Your instructions:
Write out every entry below exactly as it appears. Pictures do not belong in the copy.

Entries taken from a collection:
┏━━

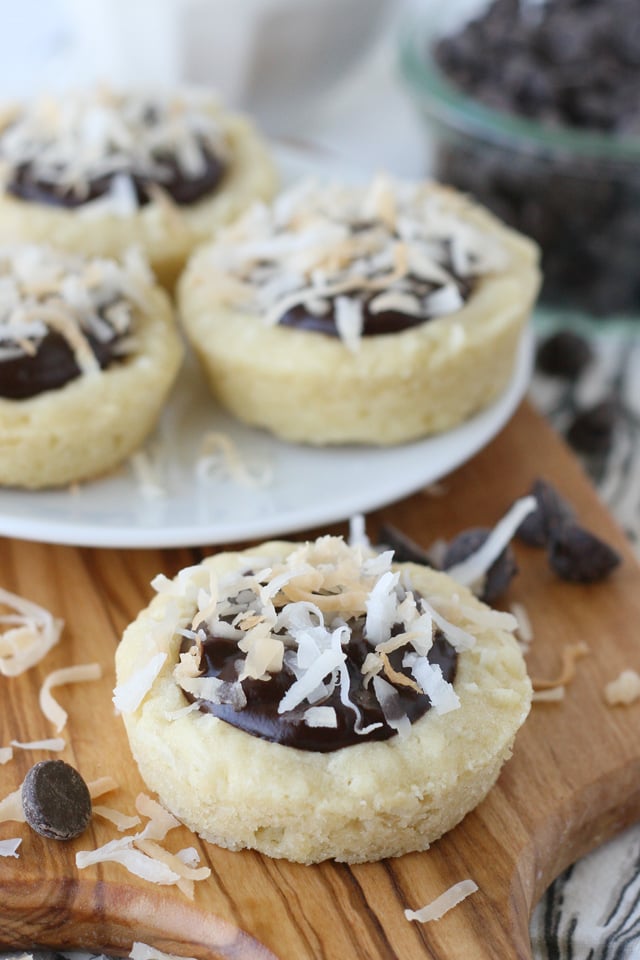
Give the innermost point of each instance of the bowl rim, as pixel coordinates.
(448, 105)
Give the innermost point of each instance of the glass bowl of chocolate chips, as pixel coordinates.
(533, 107)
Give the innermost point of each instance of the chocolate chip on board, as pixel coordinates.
(592, 430)
(564, 354)
(577, 555)
(500, 573)
(551, 512)
(56, 800)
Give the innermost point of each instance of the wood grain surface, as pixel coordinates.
(573, 781)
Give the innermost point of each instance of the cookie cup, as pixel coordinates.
(358, 803)
(93, 423)
(165, 231)
(310, 388)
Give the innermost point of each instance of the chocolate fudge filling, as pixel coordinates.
(51, 366)
(373, 324)
(260, 716)
(182, 189)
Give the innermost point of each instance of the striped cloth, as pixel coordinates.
(592, 911)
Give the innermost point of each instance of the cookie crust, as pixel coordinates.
(94, 422)
(359, 803)
(164, 231)
(310, 388)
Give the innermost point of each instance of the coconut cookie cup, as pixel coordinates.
(376, 314)
(89, 351)
(100, 171)
(366, 800)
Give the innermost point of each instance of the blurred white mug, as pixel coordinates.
(266, 56)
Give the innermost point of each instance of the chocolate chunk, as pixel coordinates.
(551, 512)
(405, 550)
(500, 573)
(577, 555)
(592, 430)
(564, 354)
(56, 800)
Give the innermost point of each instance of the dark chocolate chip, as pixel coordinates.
(405, 550)
(577, 555)
(551, 512)
(500, 573)
(564, 354)
(592, 430)
(56, 800)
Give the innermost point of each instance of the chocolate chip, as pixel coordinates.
(563, 64)
(405, 549)
(592, 430)
(564, 354)
(576, 554)
(500, 573)
(56, 800)
(551, 512)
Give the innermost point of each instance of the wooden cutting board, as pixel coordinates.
(574, 779)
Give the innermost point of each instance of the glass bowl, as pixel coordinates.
(577, 193)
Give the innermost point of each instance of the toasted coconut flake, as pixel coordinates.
(445, 902)
(160, 820)
(28, 635)
(397, 247)
(54, 743)
(76, 674)
(128, 696)
(429, 676)
(220, 458)
(135, 861)
(9, 848)
(552, 695)
(173, 861)
(524, 629)
(97, 788)
(121, 820)
(321, 717)
(471, 570)
(141, 951)
(11, 807)
(571, 653)
(625, 689)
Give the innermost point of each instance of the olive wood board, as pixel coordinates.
(573, 780)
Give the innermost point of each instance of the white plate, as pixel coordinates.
(292, 487)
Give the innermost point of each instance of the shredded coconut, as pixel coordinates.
(445, 902)
(44, 290)
(141, 951)
(76, 674)
(471, 571)
(87, 135)
(569, 655)
(11, 807)
(339, 247)
(28, 634)
(128, 696)
(298, 614)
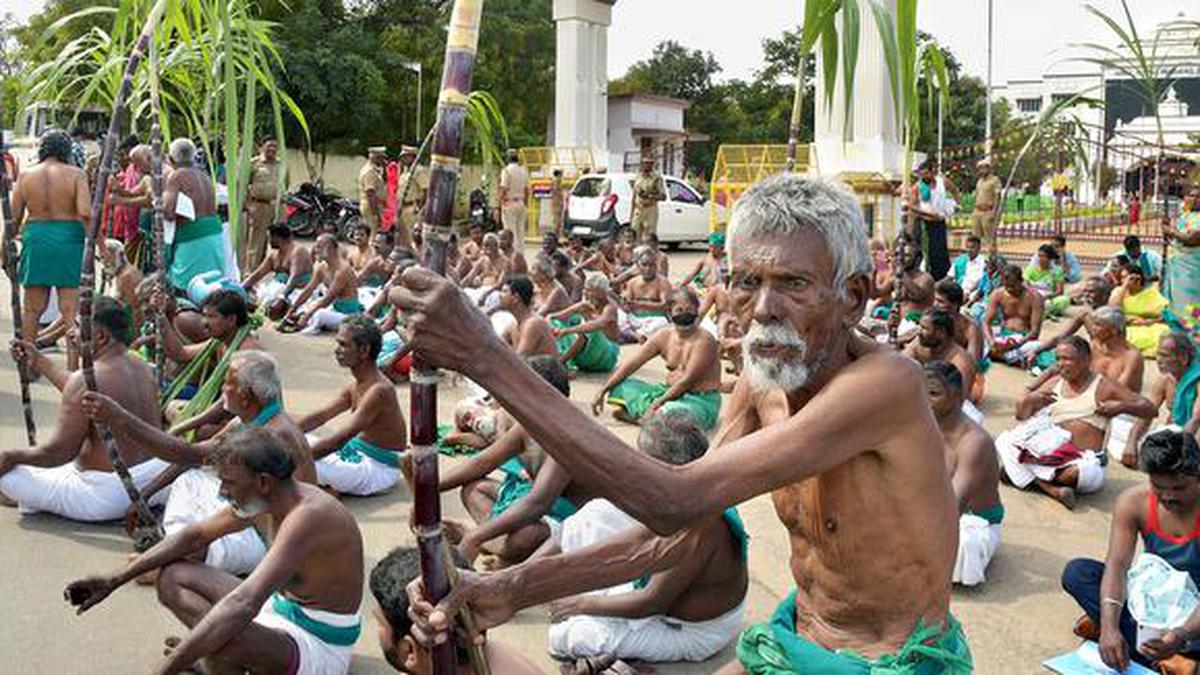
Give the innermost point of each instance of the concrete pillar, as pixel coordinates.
(581, 76)
(874, 143)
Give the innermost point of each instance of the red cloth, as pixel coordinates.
(389, 213)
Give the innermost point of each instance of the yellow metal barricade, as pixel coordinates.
(541, 162)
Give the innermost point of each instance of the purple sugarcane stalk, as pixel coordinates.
(10, 246)
(444, 166)
(88, 286)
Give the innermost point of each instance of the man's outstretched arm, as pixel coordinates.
(826, 432)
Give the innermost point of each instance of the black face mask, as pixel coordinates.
(683, 320)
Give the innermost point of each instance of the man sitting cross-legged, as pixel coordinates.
(688, 610)
(935, 342)
(1059, 443)
(283, 273)
(361, 458)
(341, 298)
(70, 475)
(532, 500)
(1017, 312)
(388, 581)
(694, 370)
(527, 333)
(587, 330)
(297, 613)
(1164, 514)
(251, 392)
(975, 473)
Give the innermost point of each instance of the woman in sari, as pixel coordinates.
(1144, 306)
(1045, 276)
(1183, 272)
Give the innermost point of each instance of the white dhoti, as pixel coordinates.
(657, 639)
(643, 326)
(321, 641)
(89, 496)
(978, 541)
(1041, 437)
(355, 473)
(193, 499)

┗━━

Completed task:
Give the innermost point of each instance of the bowl rim, as pixel coordinates.
(448, 105)
Give the innermost point of each instance of the glass bowl of chocolate chips, as pixel coordinates.
(533, 107)
Give the innermost point of each instance of the chocolate chip on board, as pixel coordinates.
(592, 430)
(564, 354)
(577, 555)
(500, 573)
(551, 512)
(56, 800)
Give the innermost point of each instance of the wood grain surface, as pixel coordinates.
(573, 781)
Give the innermost point of each instance of the cookie cup, as pixel coordinates.
(358, 803)
(93, 423)
(165, 231)
(310, 388)
Give the innermost point of each instance of the chocolate fudge filling, as pixel coordinates.
(51, 366)
(373, 324)
(260, 716)
(182, 189)
Give the innermost point of each instance of the striped cloth, as pixel coordinates.
(592, 911)
Give the innermost point of each instance of the cookie crust, as pixel coordinates.
(94, 422)
(359, 803)
(164, 231)
(310, 388)
Give the innermost point of each instance of the coconut cookie cup, as pixel coordinates.
(376, 314)
(89, 351)
(100, 171)
(366, 800)
Give the innermost point of each instance of the blurred white mug, as pixel coordinates.
(266, 56)
Give the innermost point of each instance of the chocolate chunk, as pixel coordinates.
(551, 512)
(405, 550)
(500, 573)
(577, 555)
(592, 430)
(564, 354)
(56, 800)
Give the innermost point of each instance of the dark chocolate chip, as pixel coordinates.
(405, 550)
(577, 555)
(551, 512)
(500, 573)
(564, 354)
(592, 430)
(56, 800)
Give the innermost point of each instance of the chocolate chip, as pixel coordinates.
(563, 64)
(405, 549)
(592, 430)
(564, 354)
(576, 554)
(500, 573)
(56, 800)
(551, 512)
Give the innermost point of each instance of the wooden cutting board, as pixel coordinates.
(574, 779)
Give the innermost point of each instance of the glass bowl, as pixel coordinates.
(577, 193)
Give the innermost point of each instance of the toasted coconut flake, as pixel coordinates.
(445, 902)
(160, 820)
(28, 635)
(397, 247)
(54, 743)
(76, 674)
(128, 696)
(429, 676)
(220, 458)
(135, 861)
(9, 848)
(552, 695)
(173, 861)
(524, 629)
(97, 788)
(121, 820)
(321, 717)
(471, 570)
(141, 951)
(11, 807)
(571, 653)
(625, 689)
Give the innermost point of each instance of the olive wood board, as pixel coordinates.
(573, 780)
Give the innermost point of each instance of the white plate, as pixel coordinates.
(292, 487)
Give the innermost point of each instance of the shredded coconut, as pixel coordinates.
(445, 902)
(44, 290)
(141, 951)
(76, 674)
(471, 571)
(87, 135)
(569, 655)
(11, 807)
(339, 247)
(28, 634)
(128, 696)
(298, 614)
Give the innermost point of each instance of the concrete pillar, as pixel coordinates.
(581, 76)
(874, 143)
Give the innermost point of each instance of the red cloth, as pixel coordinates.
(389, 213)
Give the innermost point of each instance of the yellow metal barricade, as pixel coordinates.
(541, 162)
Give the innermost point of each instance of the purple sugarcane stalk, as pixel coordinates.
(10, 246)
(444, 166)
(88, 286)
Give the innermost point of each instance of the man's outstretched arm, as pixel coordinates.
(826, 432)
Give the innermost point of each instance of the black face mask, as pixel coordinates.
(683, 320)
Give the innermost point of each instance of the man sitting cross-legged, as pixel coordinates.
(688, 610)
(935, 342)
(1059, 443)
(283, 273)
(361, 458)
(341, 298)
(70, 475)
(532, 500)
(1017, 312)
(388, 581)
(694, 370)
(527, 333)
(587, 330)
(297, 613)
(1164, 514)
(251, 392)
(975, 473)
Give the innermost point of each instance of the woman in sari, as pixel coordinates.
(1144, 306)
(1045, 276)
(1183, 272)
Give the innermost point of each instance of the white dhoti, as pixel coordinates.
(657, 639)
(643, 326)
(321, 641)
(89, 496)
(978, 541)
(1041, 437)
(355, 473)
(193, 499)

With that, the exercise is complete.